→ **Exercise brief**: List every line of the material below that contains the string "post", copying each such line in full.

→ **Provided information**:

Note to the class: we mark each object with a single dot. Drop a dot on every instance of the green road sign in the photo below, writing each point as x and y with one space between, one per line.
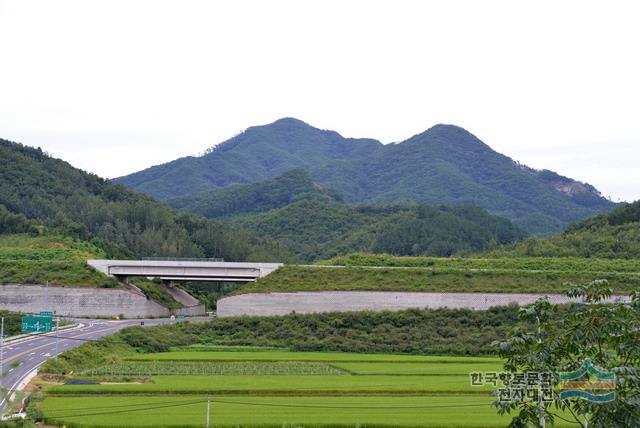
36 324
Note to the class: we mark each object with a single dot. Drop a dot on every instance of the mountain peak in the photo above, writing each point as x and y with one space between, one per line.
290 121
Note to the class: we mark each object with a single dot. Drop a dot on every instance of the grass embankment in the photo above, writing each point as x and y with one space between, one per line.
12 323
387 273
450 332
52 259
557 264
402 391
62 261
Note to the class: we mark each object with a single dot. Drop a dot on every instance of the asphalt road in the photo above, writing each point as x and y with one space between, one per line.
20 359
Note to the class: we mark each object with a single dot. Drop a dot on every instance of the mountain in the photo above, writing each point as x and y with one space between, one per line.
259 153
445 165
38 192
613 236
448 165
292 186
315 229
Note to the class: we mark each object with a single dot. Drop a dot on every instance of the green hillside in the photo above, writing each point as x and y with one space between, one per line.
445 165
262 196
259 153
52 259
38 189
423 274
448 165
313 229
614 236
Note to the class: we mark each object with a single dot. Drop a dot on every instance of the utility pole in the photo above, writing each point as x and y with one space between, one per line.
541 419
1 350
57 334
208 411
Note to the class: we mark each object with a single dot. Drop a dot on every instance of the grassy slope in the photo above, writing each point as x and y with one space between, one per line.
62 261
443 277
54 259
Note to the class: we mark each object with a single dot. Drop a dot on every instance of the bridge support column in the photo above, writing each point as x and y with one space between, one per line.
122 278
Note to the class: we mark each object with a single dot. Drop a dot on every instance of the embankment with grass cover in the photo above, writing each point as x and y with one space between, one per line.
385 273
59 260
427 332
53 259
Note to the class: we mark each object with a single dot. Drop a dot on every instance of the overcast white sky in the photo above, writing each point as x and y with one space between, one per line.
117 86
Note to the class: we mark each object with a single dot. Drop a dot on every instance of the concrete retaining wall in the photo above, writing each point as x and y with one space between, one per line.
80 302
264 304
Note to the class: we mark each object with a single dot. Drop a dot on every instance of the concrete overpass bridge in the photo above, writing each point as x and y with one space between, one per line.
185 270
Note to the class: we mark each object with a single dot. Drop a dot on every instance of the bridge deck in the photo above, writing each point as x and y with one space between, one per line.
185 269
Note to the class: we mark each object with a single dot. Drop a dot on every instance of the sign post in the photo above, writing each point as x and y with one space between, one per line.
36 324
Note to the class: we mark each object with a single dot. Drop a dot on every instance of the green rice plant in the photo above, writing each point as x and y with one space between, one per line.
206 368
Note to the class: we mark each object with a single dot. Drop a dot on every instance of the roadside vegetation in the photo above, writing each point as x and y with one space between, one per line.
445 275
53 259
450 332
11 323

---

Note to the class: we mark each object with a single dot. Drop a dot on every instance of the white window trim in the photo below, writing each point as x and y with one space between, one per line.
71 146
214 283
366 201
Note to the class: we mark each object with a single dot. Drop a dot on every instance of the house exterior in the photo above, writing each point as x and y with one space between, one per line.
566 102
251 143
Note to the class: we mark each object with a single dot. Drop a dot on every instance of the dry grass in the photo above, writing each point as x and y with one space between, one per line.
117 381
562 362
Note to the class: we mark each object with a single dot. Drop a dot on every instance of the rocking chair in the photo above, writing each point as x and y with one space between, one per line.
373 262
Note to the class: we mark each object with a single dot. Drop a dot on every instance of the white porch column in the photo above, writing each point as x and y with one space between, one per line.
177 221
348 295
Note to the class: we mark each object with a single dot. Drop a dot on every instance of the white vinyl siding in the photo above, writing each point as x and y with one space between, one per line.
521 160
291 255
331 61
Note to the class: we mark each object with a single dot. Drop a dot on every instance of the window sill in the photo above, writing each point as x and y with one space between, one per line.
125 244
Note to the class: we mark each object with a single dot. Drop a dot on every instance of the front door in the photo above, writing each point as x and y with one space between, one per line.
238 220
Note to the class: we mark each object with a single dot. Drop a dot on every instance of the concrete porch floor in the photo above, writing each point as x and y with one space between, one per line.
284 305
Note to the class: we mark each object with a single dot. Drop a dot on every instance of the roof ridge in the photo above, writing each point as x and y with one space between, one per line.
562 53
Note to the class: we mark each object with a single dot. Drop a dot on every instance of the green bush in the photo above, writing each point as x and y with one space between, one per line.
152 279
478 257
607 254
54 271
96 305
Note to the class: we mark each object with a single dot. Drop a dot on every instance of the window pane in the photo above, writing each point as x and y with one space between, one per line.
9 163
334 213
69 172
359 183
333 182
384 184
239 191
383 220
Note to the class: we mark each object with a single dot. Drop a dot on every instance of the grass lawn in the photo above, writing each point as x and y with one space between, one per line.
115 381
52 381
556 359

---

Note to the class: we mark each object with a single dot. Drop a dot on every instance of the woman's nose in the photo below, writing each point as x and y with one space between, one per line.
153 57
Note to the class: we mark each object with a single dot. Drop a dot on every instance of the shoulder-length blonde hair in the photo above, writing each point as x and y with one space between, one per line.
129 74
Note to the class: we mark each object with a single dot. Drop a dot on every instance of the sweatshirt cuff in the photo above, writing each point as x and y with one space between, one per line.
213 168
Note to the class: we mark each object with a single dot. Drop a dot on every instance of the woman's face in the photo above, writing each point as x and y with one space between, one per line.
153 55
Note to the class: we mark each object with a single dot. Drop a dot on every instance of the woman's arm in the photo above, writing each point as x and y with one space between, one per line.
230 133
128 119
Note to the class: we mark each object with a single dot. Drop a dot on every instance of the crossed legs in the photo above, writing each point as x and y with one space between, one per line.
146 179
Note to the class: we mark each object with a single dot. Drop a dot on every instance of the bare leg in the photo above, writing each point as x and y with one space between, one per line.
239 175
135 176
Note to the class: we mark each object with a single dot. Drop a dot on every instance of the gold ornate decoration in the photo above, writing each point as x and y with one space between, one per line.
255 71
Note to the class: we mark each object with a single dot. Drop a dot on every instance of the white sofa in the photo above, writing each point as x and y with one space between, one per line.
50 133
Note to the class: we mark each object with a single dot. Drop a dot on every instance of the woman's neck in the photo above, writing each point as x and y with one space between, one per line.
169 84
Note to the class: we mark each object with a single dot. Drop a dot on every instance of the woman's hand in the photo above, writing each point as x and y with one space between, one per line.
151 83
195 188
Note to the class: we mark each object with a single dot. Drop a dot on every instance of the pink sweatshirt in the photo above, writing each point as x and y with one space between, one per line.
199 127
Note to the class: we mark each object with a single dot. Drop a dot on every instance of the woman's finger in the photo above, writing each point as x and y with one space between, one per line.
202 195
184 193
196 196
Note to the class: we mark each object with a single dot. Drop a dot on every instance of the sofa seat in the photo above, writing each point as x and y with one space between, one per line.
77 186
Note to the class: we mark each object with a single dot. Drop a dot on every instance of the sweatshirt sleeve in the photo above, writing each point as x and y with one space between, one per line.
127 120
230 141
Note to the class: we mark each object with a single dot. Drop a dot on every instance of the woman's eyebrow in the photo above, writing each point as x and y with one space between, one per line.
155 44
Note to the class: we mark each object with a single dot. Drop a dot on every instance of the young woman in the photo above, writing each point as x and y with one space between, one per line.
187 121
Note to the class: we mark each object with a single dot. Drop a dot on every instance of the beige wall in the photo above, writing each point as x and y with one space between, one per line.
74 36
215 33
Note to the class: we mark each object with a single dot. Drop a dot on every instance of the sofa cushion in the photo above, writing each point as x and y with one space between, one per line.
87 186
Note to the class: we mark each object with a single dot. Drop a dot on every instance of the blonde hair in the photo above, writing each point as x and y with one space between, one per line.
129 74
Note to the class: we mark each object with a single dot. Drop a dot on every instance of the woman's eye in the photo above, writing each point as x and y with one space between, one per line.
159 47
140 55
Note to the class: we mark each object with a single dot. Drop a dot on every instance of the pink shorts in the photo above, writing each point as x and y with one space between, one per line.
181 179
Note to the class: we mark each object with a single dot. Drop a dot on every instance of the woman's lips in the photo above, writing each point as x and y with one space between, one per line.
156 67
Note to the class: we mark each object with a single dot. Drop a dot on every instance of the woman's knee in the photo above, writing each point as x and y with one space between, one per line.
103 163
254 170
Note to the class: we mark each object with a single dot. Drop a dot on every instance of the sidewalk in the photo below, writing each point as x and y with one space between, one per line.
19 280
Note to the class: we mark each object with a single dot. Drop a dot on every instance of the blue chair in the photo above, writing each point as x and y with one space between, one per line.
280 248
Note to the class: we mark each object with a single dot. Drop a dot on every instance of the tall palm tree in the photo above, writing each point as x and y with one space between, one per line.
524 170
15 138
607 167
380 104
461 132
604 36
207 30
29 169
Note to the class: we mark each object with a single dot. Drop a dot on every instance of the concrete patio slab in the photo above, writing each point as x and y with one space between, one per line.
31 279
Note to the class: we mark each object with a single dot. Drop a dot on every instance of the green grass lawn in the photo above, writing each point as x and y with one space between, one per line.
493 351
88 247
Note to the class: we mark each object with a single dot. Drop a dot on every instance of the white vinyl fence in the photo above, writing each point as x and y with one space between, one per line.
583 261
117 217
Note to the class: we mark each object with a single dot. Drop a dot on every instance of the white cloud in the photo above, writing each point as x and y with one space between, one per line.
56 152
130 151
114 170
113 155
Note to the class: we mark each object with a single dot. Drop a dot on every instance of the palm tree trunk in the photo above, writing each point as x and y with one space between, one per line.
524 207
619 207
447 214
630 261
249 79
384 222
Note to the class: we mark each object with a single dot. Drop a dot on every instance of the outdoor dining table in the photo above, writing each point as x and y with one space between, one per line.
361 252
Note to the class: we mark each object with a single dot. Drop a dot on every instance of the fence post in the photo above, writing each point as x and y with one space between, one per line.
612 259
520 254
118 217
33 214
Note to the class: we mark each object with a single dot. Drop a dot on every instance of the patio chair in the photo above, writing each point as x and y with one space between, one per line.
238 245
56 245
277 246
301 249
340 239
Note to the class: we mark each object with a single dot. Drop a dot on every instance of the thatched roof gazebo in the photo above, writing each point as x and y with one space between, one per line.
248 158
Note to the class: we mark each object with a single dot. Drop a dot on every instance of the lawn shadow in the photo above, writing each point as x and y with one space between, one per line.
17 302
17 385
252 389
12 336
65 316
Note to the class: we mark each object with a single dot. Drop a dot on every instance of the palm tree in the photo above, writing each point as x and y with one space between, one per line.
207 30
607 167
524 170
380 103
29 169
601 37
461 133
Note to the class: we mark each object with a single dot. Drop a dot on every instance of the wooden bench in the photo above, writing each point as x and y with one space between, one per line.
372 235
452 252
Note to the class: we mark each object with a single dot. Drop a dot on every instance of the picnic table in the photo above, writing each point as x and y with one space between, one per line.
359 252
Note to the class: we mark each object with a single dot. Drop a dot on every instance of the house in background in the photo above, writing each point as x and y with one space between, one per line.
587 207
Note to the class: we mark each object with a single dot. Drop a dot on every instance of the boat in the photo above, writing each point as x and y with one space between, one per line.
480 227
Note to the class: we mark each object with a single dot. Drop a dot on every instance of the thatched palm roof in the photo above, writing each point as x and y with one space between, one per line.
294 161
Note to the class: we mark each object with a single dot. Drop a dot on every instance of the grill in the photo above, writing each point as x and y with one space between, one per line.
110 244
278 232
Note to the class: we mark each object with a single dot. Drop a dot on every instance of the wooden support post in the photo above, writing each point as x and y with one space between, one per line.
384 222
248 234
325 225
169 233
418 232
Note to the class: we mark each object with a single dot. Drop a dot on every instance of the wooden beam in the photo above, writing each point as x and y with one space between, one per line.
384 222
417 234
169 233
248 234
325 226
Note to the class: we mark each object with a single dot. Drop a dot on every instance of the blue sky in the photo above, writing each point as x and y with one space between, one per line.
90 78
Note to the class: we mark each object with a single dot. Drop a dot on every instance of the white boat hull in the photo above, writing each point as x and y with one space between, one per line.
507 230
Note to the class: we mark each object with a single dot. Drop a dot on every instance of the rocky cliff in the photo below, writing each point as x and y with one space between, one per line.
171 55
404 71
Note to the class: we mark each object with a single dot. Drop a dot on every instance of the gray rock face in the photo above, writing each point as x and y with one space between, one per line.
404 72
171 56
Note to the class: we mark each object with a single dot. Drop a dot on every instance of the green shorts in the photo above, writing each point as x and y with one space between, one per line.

→ **Solution to this problem**:
Note to the class: we mark each object with a single dot. Drop a dot on every instance of the sign post in the photo above, writing each point as x and y with one space between, one per line.
Note to the class: we mark each object with a single dot. Drop a dot on every instance of the fence post in the photo above, writing each point as x and y with one space between, one per line.
Note to the class: we mark each object with a single dot. Drop a dot on every instance of the wooden support post in the photo above, writing each point as x and y with one space between, one per line.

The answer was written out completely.